=== Section Start ===

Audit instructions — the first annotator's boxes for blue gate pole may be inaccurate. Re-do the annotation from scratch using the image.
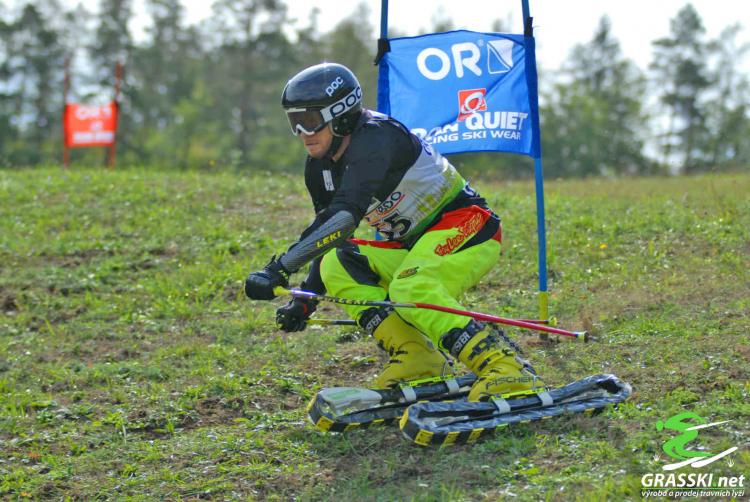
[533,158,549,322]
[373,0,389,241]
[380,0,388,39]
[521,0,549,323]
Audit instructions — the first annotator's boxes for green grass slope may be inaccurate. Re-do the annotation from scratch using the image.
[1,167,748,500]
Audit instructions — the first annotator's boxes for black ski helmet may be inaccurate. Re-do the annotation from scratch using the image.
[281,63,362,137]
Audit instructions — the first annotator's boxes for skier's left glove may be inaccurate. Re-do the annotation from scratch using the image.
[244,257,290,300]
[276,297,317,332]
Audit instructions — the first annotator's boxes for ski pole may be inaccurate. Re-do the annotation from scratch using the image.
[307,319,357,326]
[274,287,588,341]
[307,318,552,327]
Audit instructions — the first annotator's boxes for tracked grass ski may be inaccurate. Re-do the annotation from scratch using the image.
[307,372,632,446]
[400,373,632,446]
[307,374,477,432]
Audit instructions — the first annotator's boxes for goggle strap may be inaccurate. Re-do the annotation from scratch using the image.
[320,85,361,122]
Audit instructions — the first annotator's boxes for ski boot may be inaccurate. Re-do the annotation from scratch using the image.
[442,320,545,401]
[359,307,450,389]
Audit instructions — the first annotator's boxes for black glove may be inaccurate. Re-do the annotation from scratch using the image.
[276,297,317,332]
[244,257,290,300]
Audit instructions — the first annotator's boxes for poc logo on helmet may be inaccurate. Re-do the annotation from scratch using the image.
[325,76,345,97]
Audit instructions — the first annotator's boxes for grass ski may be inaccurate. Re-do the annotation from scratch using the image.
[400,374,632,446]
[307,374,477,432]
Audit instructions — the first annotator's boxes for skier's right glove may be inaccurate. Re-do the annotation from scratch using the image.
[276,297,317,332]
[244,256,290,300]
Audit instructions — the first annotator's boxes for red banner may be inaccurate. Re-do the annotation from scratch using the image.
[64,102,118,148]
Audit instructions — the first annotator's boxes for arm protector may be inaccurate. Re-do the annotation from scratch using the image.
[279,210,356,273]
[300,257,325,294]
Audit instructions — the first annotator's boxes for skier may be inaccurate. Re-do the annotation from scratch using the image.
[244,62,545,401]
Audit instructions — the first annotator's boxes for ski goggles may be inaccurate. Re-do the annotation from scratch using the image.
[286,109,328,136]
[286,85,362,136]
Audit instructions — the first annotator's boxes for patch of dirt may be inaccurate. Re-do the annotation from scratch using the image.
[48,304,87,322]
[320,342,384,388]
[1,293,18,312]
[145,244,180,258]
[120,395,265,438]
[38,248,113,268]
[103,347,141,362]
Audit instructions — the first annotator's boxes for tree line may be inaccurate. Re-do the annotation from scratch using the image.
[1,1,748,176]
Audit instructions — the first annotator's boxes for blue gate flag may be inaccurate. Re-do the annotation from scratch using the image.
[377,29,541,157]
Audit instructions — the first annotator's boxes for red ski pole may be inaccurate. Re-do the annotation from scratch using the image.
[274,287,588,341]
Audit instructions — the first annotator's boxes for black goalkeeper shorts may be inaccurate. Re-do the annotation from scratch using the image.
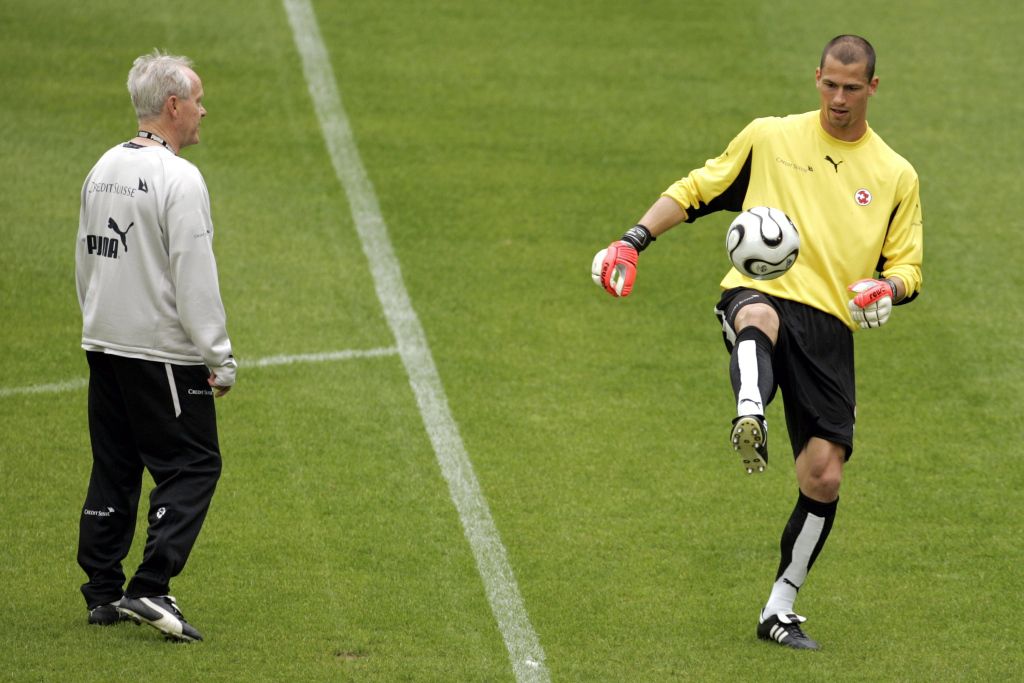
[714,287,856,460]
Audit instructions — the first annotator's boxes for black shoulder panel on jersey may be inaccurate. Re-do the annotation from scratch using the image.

=== Section End ===

■ WHAT TO PRODUCE: What is needed is an exact copy of every entry, minus the images.

■ FINISHED EXERCISE:
Audit instructions — the first annotator's boxes for blue gate pole may be inaccurate. Re-do the annotation from scratch using the image.
[533,158,549,322]
[373,0,389,241]
[380,0,388,39]
[521,0,549,323]
Audit instructions — the first annotator's boxes for green grass slope may be inaccurate. Re-do the annotation from scratch using the image.
[1,167,748,500]
Audit instructions — the first annotator's boxes for black ski helmet may be inaccurate. Re-do the annotation from scratch using the image.
[281,63,362,137]
Audit instructions — the first annotator's boxes for skier's left glove may be inaccurate. Re-do the annotation from scratch using the image.
[244,257,290,300]
[276,297,317,332]
Audit instructions — the first annotator's boxes for ski pole may be inaccurate. Re-do the annotation from scratch using the image.
[307,319,357,326]
[274,287,588,341]
[307,318,552,327]
Audit instructions — the first annotator's boxes for tracked grass ski may be inaccurate. Re-do the annotation from scratch using the image.
[307,372,632,446]
[400,373,632,446]
[307,374,477,432]
Audit instructions — the first annotator's boxes for goggle strap may be inaccurate. Re-do the annotation from scratch using the image.
[320,85,361,122]
Audit instructions — the first annotator's boxes for ski boot may be inaccurate. Re-do the annotation from scratch using the image.
[442,320,545,401]
[359,307,450,389]
Audit instructions — the first annotator's boxes for black glove may be inaccurate. Re-do the annotation from scratch using the image.
[276,297,317,332]
[244,257,290,300]
Audit instructions — the first annotator's boxes for poc logo on helmet may be inaccurate. Re-do the annotation from scratch using the image.
[325,76,345,97]
Audit instructions — the first annotator's boxes for grass ski may be inaccurate. Re-do the annotation from scratch using the image.
[400,374,632,446]
[307,374,477,432]
Audit instructions — the first annotator's boxes for skier's right glove may be inaccurate. Re-do the annotation from scratch using the image.
[276,297,317,332]
[244,256,290,300]
Audit instructions — the first annotator's boxes for red banner may be inaccurate. Re-do the annotation from scratch using the image.
[64,102,118,148]
Audit instructions — the first annotator's boxes for arm protector may be inaccurate. Re-do the annotation from scratch using the image.
[279,210,356,273]
[300,257,325,294]
Audit instructions — the first annotator's boxes for skier may be inaccurate. Re-do the annotation from scratch using the image.
[244,62,545,401]
Audit instructions — the first annotator's boxes for ski goggles may be inaccurate. Re-do the annotation from scratch using the image.
[286,109,328,136]
[286,85,362,136]
Audit instructions — the first annotator's boxes for patch of dirt may be inaccurate. Re-do the annotation from scratch using the image.
[48,304,87,322]
[320,342,384,388]
[1,293,18,312]
[145,244,180,258]
[120,395,265,438]
[38,248,113,268]
[103,347,141,362]
Audit instructions — the first annotator's boxes for tree line may be inaccurate. Re-do the annotation from scratch using the image.
[1,1,748,176]
Audit instructions — the first annotator's boxes for blue gate flag may be inaccurate. Re-do the annotation from scratch using the image.
[377,29,541,157]
Audit instructions — the first annotator's boxes for red ski pole may be inaccurate. Re-do the annotation from scratch using the image.
[274,287,588,341]
Audit instructions — the first annotator's boxes for black goalkeeper shorts may be inaccurate. Re-do the annotation from scratch using the image.
[714,287,856,460]
Audit instructions — the first annotator's boxes for black shoulder panel on jersey may be inaccurate. Re-do the annotation from scratch using the image.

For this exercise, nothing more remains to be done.